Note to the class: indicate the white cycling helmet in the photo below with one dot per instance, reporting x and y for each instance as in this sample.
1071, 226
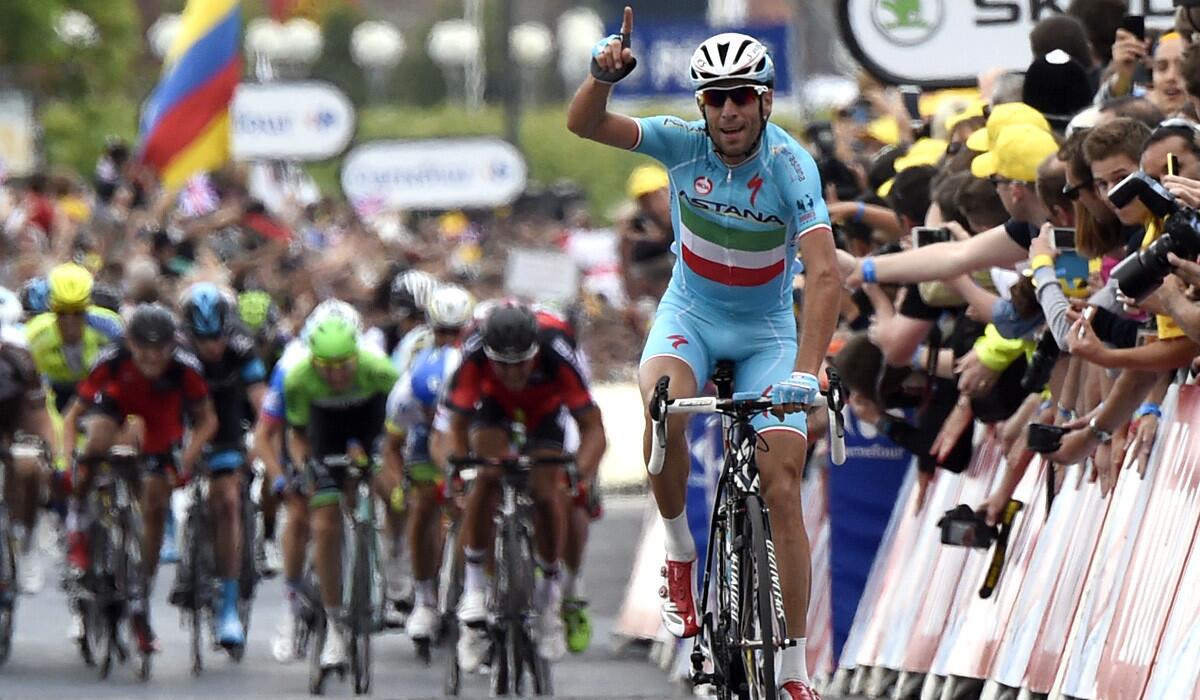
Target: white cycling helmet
731, 55
450, 306
415, 286
329, 309
10, 307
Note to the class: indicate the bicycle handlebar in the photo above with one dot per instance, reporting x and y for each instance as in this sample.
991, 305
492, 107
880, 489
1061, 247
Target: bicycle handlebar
514, 462
832, 399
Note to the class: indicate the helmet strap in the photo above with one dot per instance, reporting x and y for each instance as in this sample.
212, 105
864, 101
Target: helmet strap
754, 147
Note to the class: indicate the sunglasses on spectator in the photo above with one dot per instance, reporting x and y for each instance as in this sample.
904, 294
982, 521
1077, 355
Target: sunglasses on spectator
742, 95
1072, 191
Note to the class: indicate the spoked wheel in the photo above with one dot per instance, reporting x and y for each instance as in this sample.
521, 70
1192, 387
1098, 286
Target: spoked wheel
721, 638
196, 621
109, 644
502, 659
5, 632
91, 644
361, 610
316, 641
451, 683
244, 606
757, 606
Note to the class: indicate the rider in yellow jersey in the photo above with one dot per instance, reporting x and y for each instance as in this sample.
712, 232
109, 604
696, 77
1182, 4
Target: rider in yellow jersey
66, 340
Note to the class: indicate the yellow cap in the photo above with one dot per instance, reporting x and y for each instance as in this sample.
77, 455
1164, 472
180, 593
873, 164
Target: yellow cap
70, 287
885, 130
927, 151
972, 111
1002, 117
1017, 155
646, 179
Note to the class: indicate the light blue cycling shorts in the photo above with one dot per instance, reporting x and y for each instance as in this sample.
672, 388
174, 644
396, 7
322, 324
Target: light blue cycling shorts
761, 346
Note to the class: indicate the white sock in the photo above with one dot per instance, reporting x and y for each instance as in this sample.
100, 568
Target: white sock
792, 663
474, 579
426, 593
681, 548
573, 584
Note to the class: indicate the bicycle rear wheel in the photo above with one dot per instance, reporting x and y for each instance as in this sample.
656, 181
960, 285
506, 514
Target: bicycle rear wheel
449, 591
361, 609
197, 581
757, 606
249, 579
9, 580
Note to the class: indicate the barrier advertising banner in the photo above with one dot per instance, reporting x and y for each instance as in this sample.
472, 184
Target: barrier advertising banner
293, 121
435, 174
940, 43
862, 496
1158, 558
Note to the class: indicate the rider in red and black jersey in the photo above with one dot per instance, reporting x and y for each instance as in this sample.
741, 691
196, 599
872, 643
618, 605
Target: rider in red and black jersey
519, 372
154, 390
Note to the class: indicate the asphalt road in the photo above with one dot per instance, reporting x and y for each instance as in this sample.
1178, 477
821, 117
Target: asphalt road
46, 664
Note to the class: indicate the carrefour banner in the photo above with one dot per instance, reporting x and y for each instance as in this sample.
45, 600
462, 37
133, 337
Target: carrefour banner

============

* To do *
Your copy should match the material above exactly, minus its pictures.

* Solution to the problem *
Note to the class: indicate the white cycling helmet in the photo below with one dot per instance, reporting x and y for each instance as in this sample.
1071, 226
Target: white cycling helmet
731, 55
450, 306
415, 286
329, 309
10, 307
Note to the class: indicate the bicycle handlebar in the photo above with one dot per instance, reporting x and y for each instance as in this sample.
991, 305
492, 107
880, 489
1061, 247
Target: bicycle handlebar
514, 462
832, 399
Note to the class: indicate the helmet strap in the photo above with one dot per instance, reporting x and y for each instance as in this sample.
212, 105
864, 101
Target: helmet strap
754, 147
Note to the class: indicate the sunglasses on spectator in the photo above with one dot per instance, reporting x and y for each instance as in this sample.
904, 294
982, 521
1077, 355
Target: sunglasses on spectator
742, 95
1072, 191
Note to the class: indicate the spoked wheel in the photo above with one dot per instance, reporting x and y for each instance as in this sample.
521, 70
1192, 387
1098, 286
Target: spoked wheel
721, 638
196, 621
109, 644
502, 659
5, 632
91, 644
361, 610
316, 641
451, 683
244, 606
757, 606
Note to the class: indicate the rider in yellow jersey in the photo above with one dot per instance, reporting x and y for each instance as in this sample.
712, 232
109, 604
696, 77
1182, 4
Target: rider in yellow jersey
66, 340
Note to the class: indicate the yellow cap in the photo above with one dot per instance, reporting x and y for each instance as in this sample.
77, 455
1164, 472
180, 593
873, 164
Target: yellow cap
70, 287
885, 130
927, 151
972, 111
1002, 117
1017, 155
646, 179
Note to the class: indicate the light blue cycling shorts in the photo above with one dot per instance, reporting x and y for each instance as in this sample.
672, 388
174, 644
396, 7
322, 324
Target: light blue cycling shorts
761, 346
Note to the class: indicate the white sock in the photo above with one dot per instance, reporting x and y for each instance as in this sample.
100, 568
Target: white sock
792, 663
474, 579
426, 593
681, 548
573, 584
Note to the class: indicate the bicycle rear wheel in the photo above with one dot per instance, reporting x and y for each instance as in this sample.
656, 181
960, 285
506, 514
Target: bicycle rear wheel
449, 591
361, 609
197, 581
757, 606
249, 579
9, 580
Note to the class: indicate the barrier advertising banner in the photo above with one dot per instance, reporting x and y for each instance as in this sample.
472, 184
Target: barrier advertising banner
293, 121
435, 174
940, 43
862, 496
1158, 558
Note to the class: indicate the rider in red and black jersey in the photo above with one dot per instance, reporting x and y for each instance as in this sample.
741, 691
196, 599
872, 643
618, 605
Target: rider in red and black jersey
519, 372
154, 390
Note to the class: indicate the asphalt road in the photo above with one dot per instance, reporting x and y for each instance as in this sample.
1178, 477
821, 117
Target: asphalt road
46, 664
Note to the class: indicate the carrefour banner in the photo above with one dot per instance, reporting x and y for each instance as in this sample.
45, 600
462, 37
133, 337
Target: carrefour banner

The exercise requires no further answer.